> _TASK INSTRUCTIONS_:
1: Decide whether each statement below agrees with the article on double-dipping. Answer yes or no, and quote the words from the article that settle it.
(a) Nine students took part in the study.
(b) The salsa picked up fewer bacteria at first than the cheese dip.
(c) Each cracker was held in the dip for five seconds.
2: From the article on double-dipping, extract the passage that begins at the words "Each cracker picked" and ends after the words "in the bowl.".
3: Answer these questions from the article on double-dipping.
(a) How much dip did each cracker pick up?
(b) How many test dips were used in the study?
(c) What had the Clemson microbiologist disproved earlier?

> _DOCUMENT SEGMENT_:
Double-Dipping Is a No-No

It’s the second most noxious party faux pas, after getting drunk and hitting on your boss’s wife: double-dipping. Made famous by the Seinfeld sketch in which George Costanza is yelled at by his girlfriend’s brother while at a funeral reception (the brother, aghast, accuses George: “You dipped a chip, you took a bite—and you dipped again!”), double-dipping is one of those habits that some people deplore and others shrug off.

Now, just in time for Super Bowl Sunday, a study has been released offering scientific evidence that those who deplore double-dipping have been right all along. In the study, a Clemson University food microbiologist (incidentally, the same guy who disproved the five-second rule) had nine students take a bite of a wheat cracker and then dunk it in a dip for three seconds. “There were six test dips: sterile water with three different degrees of acidity, a commercial salsa, a cheese dip and chocolate syrup,” the New York Times reports (chocolate syrup?!). “On average, the students found that three to six double dips transferred about 10,000 bacteria from the eater’s mouth to the remaining dip.” The article continues:

Each cracker picked up between one and two grams of dip. That means that sporadic double dipping in a cup of dip would transfer at least 50 to 100 bacteria from one mouth to another with every bite.

The kind of dip made a difference in a couple of ways. The more acidic water samples had somewhat fewer bacteria, and the numbers of bacteria declined with time. But the acidic salsa picked up higher initial numbers of bacteria than the cheese or chocolate, because it was runny. The thicker the dip, the more stuck to the chip, and so the fewer bacteria were left behind in the bowl.

Ten thousand bacteria! The rules for Super Bowl are clear: tiny chips, thick dip, and NO DOUBLE-DIPPING.

> _GIVEN INFORMATION_:
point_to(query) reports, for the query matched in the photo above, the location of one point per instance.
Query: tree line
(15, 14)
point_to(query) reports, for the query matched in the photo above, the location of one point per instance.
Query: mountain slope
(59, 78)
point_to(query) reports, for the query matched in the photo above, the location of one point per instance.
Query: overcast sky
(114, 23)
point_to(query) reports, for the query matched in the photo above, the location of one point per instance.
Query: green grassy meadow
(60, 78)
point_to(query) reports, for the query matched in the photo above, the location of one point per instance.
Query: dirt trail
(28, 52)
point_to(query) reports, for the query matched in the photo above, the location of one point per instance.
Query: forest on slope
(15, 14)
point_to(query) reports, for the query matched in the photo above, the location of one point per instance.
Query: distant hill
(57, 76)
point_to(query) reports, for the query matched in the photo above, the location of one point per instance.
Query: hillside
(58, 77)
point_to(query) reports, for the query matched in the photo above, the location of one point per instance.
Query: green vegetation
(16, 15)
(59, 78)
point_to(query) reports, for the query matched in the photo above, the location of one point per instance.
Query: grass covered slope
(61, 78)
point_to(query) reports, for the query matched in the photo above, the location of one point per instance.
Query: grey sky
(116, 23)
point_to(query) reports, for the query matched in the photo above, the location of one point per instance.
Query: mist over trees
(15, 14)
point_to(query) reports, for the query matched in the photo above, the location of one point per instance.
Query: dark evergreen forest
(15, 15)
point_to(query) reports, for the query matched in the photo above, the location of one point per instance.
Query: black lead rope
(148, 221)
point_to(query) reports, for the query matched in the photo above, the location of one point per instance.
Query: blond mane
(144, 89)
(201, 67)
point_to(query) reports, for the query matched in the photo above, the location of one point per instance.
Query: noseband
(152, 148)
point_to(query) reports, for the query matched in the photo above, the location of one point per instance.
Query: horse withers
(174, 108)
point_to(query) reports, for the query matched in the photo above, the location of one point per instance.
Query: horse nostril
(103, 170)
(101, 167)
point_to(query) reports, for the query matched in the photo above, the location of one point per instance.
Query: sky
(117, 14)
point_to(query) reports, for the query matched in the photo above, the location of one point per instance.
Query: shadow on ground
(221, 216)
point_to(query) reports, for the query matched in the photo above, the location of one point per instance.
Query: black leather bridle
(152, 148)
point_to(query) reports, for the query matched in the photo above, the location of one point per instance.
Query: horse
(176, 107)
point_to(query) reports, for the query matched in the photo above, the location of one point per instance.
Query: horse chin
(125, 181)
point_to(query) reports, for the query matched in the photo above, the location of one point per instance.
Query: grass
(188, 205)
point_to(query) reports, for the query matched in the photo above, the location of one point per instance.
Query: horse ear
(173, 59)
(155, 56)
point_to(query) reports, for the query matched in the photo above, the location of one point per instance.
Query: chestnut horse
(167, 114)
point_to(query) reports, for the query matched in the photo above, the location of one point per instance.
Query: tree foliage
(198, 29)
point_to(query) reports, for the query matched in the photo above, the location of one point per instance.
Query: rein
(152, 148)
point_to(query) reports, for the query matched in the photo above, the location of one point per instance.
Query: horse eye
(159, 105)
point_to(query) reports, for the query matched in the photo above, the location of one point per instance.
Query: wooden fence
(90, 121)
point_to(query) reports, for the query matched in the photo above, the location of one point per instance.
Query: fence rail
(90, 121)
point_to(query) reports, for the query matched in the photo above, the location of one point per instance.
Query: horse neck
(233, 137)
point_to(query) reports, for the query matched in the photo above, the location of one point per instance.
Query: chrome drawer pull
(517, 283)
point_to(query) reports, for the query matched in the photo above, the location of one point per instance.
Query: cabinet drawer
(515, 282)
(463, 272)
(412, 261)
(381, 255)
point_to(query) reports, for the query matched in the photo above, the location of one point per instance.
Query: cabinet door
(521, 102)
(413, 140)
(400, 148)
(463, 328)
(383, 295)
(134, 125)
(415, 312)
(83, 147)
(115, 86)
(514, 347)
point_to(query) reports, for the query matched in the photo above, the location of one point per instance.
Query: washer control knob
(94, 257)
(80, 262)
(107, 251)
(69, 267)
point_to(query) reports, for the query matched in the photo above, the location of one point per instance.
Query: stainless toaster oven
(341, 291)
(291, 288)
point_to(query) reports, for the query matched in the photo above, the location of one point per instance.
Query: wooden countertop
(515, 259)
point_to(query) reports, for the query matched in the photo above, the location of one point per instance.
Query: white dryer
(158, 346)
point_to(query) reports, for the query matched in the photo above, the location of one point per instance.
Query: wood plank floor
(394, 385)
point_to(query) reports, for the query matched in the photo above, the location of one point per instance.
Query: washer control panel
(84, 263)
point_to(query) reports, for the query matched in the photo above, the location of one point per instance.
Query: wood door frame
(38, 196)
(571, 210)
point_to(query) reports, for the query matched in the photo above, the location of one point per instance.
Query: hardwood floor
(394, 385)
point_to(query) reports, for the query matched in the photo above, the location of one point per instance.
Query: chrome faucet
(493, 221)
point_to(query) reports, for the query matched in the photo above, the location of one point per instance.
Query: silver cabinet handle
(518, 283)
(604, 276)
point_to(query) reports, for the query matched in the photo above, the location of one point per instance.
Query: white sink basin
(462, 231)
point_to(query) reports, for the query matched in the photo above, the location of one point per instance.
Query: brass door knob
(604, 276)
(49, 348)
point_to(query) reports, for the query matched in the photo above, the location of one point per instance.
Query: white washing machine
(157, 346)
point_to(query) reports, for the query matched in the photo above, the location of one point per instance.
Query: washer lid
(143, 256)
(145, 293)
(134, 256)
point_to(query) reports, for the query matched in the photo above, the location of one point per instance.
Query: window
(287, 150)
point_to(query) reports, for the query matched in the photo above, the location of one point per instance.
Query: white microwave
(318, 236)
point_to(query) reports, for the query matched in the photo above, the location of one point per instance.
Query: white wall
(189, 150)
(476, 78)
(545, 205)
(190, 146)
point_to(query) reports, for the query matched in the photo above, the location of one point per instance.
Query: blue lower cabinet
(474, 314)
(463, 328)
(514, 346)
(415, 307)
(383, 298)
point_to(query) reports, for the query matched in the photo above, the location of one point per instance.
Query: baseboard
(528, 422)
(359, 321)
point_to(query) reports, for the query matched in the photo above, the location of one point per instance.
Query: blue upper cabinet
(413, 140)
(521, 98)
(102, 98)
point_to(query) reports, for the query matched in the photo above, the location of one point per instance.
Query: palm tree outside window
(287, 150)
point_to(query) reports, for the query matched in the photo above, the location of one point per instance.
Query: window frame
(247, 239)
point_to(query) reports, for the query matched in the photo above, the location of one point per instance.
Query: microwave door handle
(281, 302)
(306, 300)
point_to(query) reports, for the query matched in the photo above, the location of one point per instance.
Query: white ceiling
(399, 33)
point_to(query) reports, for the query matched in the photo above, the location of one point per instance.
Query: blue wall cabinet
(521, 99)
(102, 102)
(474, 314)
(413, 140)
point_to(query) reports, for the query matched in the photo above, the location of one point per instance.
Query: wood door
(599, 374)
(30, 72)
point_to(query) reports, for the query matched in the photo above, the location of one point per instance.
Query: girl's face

> _SOLUTIONS TO THE TASKS_:
1:
(a) Yes: "had nine students take a bite of a wheat cracker"
(b) No: "the acidic salsa picked up higher initial numbers of bacteria than the cheese or chocolate"
(c) No: "dunk it in a dip for three seconds"

2:
Each cracker picked up between one and two grams of dip. That means that sporadic double dipping in a cup of dip would transfer at least 50 to 100 bacteria from one mouth to another with every bite.

The kind of dip made a difference in a couple of ways. The more acidic water samples had somewhat fewer bacteria, and the numbers of bacteria declined with time. But the acidic salsa picked up higher initial numbers of bacteria than the cheese or chocolate, because it was runny. The thicker the dip, the more stuck to the chip, and so the fewer bacteria were left behind in the bowl.

3:
(a) Between one and two grams.
(b) Six.
(c) The five-second rule.